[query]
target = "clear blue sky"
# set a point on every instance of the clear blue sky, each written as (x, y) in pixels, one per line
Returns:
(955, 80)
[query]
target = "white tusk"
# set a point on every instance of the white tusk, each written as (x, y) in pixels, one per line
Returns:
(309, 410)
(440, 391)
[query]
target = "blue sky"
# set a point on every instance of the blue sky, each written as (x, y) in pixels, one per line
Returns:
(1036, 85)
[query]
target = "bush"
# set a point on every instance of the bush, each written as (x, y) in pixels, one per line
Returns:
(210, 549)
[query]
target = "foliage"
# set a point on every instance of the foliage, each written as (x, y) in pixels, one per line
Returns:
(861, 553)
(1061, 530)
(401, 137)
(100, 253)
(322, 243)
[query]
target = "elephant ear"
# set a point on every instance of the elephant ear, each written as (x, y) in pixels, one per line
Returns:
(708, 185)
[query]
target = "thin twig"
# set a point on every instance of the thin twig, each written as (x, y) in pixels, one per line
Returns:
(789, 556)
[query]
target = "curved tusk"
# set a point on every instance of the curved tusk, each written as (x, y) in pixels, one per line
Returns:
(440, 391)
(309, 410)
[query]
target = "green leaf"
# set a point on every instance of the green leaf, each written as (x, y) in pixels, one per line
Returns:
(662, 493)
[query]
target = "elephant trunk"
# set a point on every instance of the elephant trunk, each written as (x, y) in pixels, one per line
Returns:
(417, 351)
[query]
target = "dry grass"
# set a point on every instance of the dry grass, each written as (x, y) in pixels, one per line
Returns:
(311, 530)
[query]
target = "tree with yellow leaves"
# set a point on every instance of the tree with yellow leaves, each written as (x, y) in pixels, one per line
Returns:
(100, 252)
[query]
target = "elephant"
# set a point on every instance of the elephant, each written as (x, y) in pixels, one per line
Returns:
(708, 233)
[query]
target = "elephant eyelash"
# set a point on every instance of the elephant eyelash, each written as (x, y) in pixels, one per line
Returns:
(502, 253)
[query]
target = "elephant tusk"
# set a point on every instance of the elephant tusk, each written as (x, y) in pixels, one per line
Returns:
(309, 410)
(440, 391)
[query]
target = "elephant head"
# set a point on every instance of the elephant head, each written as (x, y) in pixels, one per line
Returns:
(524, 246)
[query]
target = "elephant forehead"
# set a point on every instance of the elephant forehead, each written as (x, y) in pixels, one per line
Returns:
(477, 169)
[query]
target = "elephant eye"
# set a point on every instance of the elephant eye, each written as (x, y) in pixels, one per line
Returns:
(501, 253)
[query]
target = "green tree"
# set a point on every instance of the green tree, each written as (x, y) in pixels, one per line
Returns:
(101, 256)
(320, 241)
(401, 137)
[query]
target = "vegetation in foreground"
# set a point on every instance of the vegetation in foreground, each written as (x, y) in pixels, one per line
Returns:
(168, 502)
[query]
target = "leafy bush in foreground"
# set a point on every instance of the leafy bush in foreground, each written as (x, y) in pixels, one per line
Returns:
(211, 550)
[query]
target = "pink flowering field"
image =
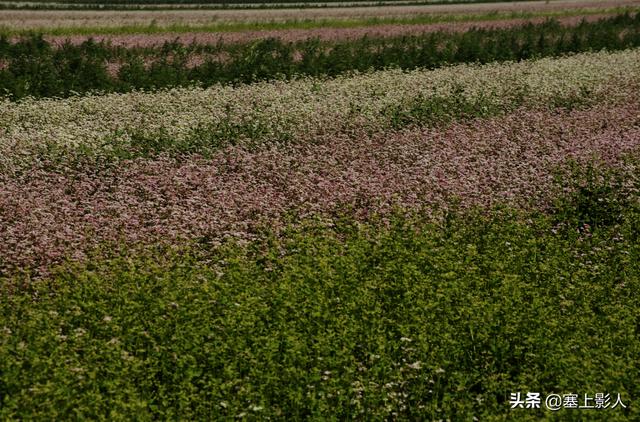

**Try it:** Each entry above must be duplicated precisely; none of the pictures may be included.

**Answer area:**
[query]
target = "clear blue sky"
# set a point on every instance of the clear blue sky, each written as (x, y) in pixels, one per line
Returns:
(955, 80)
[query]
target = "white tusk"
# set a point on every instance of the white tusk, each written as (x, y) in pixels, one per line
Returns:
(309, 410)
(440, 391)
[query]
target = "blue sky"
# set a point on every instance of the blue sky, each written as (x, y) in pixels, one per line
Returns:
(1036, 85)
[query]
target = "bush"
# set a point on every instance of the bush, each written as (x, y) in pixels, one per line
Returns:
(210, 549)
[query]
target = "foliage"
# set a point on every instance of the foliage, each written as (x, y) in pixels, one per line
Returns:
(861, 553)
(1061, 530)
(401, 137)
(100, 253)
(322, 243)
[query]
target = "elephant ear"
# set a point on every instance of the elephant ear, each written as (x, y) in pixels, one per line
Returns:
(708, 185)
[query]
target = "thin twig"
# set a point on every instance of the thin twig, each written as (x, y) in pixels, one per line
Returns:
(789, 556)
[query]
target = "curved tusk"
# set a point on every instance of the curved tusk, each written as (x, y) in pixels, one per line
Returns:
(440, 391)
(309, 410)
[query]
target = "green leaf"
# set a point on every instance of the green leaf, each written as (x, y) in pixels, one per line
Returns:
(662, 493)
[query]
target = "elephant trunk"
# set a point on every instance of the elephant trunk, each written as (x, y) in pixels, one per line
Returns:
(417, 351)
[query]
target = "dry grass"
# set a point on every instance of the dry grass, each written as (x, y) in pixels, one per line
Returns:
(311, 530)
[query]
target = "tree with yellow leaves"
# set a point on every instance of the tree with yellow leaves, each written as (x, y) in pixels, one per line
Returns:
(100, 252)
[query]
target = "elephant"
# set a point on every instance of the elephant, each written as (x, y) in pixels, one per line
Returns:
(708, 233)
[query]
target = "elephant eyelash"
# set a point on every instance of the elephant eyelash, each written as (x, y) in pixels, one per line
Returns:
(502, 253)
[query]
target = "elephant tusk"
# set a point on every instance of the elephant tusk, each written as (x, y) in pixels, one per line
Returns:
(309, 410)
(440, 391)
[query]
target = "elephant head"
# set a point on every instance of the elephant head, each written as (x, y) in pixels, one per line
Returns:
(524, 246)
[query]
target = "elephant forehead"
# set a point on every instance of the elephant forehead, each written as (x, y) in pixels, one per line
Returns:
(477, 169)
[query]
target = "elephant eye"
# set a point on every instance of the elephant eye, each written as (x, y) in pixels, one per line
Returns:
(501, 253)
[query]
target = "green tree"
# set a point on every instance of the green tree, each written as (x, y) in pixels, one per line
Returns:
(101, 256)
(320, 241)
(401, 137)
[query]
target = "vegetation in foreground"
# set a point on every instance of the vegetation in foreground, each written as (x, y) in pixels, one per line
Returns:
(168, 502)
[query]
target = "leafy bush in foreground"
# set a point on every instance of the leafy bush in foreground, each written as (x, y) in pixels, one per line
Returns:
(211, 550)
[query]
target = "pink flowering field"
image =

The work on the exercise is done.